* [Work task A] Summarize the Lame Excuses post in two sentences.
* [Work task B] Repeat the stretch of the Lame Excuses post from "Lame Excuses, meaningless" through "Vegas Sun newspaper.", substituting "outside lawyer" for "outside attorney".

Lame Excuses, meaningless comments, stupid mistakes, and more…
Nov 23rd, 2009 Update
-> Commissioner Lawrence Weekly, chairman of the [University Medical Center of Las Vegas] hospital’s board of trustees, told the [Las Vegas] Sun that he was warned almost two weeks ago by “several credible people” that someone was leaking private patient information to an outside attorney. But Weekly did not report the information to anyone at UMC because he was not familiar with the HIPAA laws — which include penalties of up to $250,000 in fines and 10 years in jail. [Emphasis added.]
This is amazing, Mr. Weekly is the Chairman of The Board of Trustees of a Hospital in a large US City, and 13 years after the HIPAA law is passed, he is unfamiliar with this law? Hat Tip to The Las Vegas Sun newspaper.
May 18, 2009 Update
->Yet another lame quote this week from the Governor of Virginia about the $10 million ransom hack of the state’s prescription database. Maybe the Governor should just stop talking about this.”There was a lot of security on this database,” Kaine said. “It was not easy to get into. It was a very sophisticated effort to do it. But that means we’ve got to create more sophisticated security, and we take that very seriously.”

* [Data supplied]
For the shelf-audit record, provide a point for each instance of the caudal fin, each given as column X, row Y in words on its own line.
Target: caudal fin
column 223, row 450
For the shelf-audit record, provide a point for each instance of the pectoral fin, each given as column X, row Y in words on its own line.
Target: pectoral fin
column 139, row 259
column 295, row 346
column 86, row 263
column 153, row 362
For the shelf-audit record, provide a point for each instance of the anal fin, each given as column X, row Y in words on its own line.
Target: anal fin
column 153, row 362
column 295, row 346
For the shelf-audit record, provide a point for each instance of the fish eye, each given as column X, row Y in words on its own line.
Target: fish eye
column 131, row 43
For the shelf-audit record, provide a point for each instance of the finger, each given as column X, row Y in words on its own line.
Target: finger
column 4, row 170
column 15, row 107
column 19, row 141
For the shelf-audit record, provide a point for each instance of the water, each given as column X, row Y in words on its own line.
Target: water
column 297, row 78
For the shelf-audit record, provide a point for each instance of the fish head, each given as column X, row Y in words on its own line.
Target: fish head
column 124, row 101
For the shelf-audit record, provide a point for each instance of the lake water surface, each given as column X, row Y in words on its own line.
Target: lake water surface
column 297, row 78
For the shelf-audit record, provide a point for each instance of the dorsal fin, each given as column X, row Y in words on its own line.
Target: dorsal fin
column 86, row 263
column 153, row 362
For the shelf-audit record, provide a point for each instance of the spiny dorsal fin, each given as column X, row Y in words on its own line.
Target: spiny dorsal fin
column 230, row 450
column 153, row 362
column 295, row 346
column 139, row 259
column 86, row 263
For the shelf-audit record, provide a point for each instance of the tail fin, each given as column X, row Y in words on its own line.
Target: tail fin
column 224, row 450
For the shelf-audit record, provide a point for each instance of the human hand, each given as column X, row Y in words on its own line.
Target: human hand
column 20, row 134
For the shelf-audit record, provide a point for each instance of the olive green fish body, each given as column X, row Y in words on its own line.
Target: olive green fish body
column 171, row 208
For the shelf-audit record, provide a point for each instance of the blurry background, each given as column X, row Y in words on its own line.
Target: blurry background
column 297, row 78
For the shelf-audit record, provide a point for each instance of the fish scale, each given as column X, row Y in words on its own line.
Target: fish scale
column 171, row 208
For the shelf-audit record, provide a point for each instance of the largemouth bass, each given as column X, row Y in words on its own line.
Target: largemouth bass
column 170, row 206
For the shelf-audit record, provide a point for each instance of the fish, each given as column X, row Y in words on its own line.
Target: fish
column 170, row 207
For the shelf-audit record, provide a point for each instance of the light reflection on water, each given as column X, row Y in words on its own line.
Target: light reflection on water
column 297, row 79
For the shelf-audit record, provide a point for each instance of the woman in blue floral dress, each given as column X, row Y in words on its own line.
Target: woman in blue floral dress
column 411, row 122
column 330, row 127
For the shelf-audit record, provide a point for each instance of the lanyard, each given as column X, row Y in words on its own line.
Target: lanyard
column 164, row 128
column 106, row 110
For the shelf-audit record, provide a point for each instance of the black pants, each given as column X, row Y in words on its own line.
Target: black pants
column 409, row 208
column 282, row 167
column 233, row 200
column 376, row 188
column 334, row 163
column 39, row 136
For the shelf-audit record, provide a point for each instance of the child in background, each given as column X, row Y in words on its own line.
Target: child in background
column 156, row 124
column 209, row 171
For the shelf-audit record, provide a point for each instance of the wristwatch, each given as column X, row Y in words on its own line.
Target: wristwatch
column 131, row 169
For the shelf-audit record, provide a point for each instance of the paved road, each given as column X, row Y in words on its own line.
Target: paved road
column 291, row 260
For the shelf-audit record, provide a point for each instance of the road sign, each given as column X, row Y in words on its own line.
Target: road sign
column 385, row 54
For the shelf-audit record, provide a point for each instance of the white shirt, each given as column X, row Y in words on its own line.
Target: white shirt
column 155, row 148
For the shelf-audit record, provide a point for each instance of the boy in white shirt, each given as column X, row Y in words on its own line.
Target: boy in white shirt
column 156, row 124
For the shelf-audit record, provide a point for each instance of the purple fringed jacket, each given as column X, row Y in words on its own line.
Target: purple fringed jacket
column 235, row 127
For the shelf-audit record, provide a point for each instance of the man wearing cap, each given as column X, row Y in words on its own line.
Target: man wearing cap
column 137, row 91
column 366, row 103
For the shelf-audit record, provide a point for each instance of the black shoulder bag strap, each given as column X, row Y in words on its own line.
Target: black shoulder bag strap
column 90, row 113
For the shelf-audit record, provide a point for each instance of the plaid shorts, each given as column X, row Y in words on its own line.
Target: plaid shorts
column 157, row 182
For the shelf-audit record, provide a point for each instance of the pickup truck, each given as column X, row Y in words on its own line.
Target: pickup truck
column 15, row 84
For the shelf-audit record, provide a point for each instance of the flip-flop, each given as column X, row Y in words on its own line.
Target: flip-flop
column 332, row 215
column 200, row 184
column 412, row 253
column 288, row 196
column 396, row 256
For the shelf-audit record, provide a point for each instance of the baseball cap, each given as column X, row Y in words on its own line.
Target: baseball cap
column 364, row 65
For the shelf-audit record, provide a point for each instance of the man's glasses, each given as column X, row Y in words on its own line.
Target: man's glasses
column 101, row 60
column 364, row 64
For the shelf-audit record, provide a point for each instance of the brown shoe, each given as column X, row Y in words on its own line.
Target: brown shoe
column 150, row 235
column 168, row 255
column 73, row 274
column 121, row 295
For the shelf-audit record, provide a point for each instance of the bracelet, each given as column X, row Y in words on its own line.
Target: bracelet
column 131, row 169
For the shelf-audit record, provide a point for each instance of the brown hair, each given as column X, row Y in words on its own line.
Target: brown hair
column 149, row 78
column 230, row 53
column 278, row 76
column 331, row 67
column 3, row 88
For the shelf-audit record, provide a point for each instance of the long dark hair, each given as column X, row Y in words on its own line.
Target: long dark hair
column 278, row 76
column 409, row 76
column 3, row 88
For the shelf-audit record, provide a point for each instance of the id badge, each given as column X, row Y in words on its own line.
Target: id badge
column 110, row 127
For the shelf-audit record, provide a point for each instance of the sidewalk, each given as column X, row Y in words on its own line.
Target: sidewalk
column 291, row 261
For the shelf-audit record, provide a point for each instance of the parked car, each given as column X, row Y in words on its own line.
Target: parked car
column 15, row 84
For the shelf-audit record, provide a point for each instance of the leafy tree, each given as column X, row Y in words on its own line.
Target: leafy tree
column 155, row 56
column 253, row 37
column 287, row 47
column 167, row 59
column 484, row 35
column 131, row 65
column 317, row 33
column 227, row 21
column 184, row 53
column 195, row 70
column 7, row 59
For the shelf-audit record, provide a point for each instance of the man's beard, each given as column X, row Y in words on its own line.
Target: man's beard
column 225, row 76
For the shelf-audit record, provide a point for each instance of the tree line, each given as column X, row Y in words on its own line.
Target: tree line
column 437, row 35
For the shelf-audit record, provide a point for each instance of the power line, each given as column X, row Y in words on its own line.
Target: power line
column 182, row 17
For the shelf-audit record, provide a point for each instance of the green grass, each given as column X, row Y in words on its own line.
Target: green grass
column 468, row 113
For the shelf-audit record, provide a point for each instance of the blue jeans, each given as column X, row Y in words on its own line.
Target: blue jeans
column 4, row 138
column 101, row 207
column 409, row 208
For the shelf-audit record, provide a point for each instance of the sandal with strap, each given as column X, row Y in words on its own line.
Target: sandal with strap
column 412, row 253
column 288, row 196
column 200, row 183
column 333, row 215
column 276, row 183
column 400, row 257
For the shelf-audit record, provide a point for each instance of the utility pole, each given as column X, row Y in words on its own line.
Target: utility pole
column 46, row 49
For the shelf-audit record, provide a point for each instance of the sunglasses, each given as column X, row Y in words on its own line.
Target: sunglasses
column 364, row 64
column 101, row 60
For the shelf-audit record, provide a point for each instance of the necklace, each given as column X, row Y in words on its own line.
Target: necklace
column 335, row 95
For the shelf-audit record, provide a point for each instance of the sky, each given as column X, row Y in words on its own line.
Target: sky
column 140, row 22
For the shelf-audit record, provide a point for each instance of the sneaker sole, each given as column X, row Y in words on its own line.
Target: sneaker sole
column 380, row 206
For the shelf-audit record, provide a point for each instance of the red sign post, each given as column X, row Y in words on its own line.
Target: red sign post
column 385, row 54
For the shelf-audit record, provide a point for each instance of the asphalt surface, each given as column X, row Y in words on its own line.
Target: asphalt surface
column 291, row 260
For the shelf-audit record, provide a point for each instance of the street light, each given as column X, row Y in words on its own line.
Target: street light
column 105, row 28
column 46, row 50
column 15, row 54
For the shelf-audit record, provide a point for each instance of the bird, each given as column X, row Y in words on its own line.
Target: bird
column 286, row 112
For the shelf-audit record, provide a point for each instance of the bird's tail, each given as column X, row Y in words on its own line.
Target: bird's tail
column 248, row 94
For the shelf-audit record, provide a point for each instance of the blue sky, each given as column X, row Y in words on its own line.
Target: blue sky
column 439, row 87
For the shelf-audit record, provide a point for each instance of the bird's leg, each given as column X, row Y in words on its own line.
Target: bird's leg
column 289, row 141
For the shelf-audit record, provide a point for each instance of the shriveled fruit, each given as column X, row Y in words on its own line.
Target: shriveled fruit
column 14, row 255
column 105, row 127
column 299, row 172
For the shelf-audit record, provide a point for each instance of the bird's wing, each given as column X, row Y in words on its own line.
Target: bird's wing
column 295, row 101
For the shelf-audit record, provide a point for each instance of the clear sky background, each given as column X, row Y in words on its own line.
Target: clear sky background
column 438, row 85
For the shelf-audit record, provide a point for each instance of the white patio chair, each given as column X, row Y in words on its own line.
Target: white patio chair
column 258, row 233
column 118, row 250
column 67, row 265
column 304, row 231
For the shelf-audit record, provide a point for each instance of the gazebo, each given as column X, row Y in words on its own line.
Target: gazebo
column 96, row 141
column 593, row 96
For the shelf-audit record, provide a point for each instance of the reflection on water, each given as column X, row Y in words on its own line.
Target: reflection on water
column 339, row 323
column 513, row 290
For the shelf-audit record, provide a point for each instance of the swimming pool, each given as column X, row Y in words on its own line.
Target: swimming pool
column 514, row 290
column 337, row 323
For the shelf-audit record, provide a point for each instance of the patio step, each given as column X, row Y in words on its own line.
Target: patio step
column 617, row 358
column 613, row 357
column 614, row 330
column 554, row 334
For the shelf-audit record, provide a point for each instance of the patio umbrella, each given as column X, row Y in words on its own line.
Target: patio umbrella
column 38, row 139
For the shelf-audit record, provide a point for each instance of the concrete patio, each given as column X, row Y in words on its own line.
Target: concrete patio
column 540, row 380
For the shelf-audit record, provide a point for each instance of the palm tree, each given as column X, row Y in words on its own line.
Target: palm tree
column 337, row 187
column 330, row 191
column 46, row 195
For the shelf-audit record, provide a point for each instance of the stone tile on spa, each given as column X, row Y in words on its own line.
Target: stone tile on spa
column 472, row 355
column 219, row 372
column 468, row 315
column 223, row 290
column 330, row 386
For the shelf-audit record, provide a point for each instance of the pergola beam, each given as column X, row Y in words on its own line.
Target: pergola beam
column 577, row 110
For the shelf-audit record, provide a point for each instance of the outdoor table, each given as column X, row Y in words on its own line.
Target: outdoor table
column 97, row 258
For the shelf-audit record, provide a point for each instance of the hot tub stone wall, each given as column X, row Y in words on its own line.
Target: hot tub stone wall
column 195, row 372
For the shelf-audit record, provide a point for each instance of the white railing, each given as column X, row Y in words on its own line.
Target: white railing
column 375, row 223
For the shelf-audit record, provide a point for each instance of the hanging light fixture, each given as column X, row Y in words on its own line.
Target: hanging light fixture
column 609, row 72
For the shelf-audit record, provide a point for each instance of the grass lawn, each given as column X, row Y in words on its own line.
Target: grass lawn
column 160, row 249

* [Written reply A] In a November 2009 update, the Lame Excuses post reports that Commissioner Lawrence Weekly, chairman of the University Medical Center of Las Vegas board of trustees, was warned almost two weeks earlier that someone was leaking private patient information to an outside attorney but did not report it because he was not familiar with the HIPAA laws, which the writer finds amazing 13 years after the law passed. A May 2009 update criticizes a quote from the Governor of Virginia about the $10 million ransom hack of the state's prescription database, in which Kaine said the database had a lot of security and the break-in was a very sophisticated effort.

* [Written reply B]
Lame Excuses, meaningless comments, stupid mistakes, and more…
Nov 23rd, 2009 Update
-> Commissioner Lawrence Weekly, chairman of the [University Medical Center of Las Vegas] hospital’s board of trustees, told the [Las Vegas] Sun that he was warned almost two weeks ago by “several credible people” that someone was leaking private patient information to an outside lawyer. But Weekly did not report the information to anyone at UMC because he was not familiar with the HIPAA laws — which include penalties of up to $250,000 in fines and 10 years in jail. [Emphasis added.]
This is amazing, Mr. Weekly is the Chairman of The Board of Trustees of a Hospital in a large US City, and 13 years after the HIPAA law is passed, he is unfamiliar with this law? Hat Tip to The Las Vegas Sun newspaper.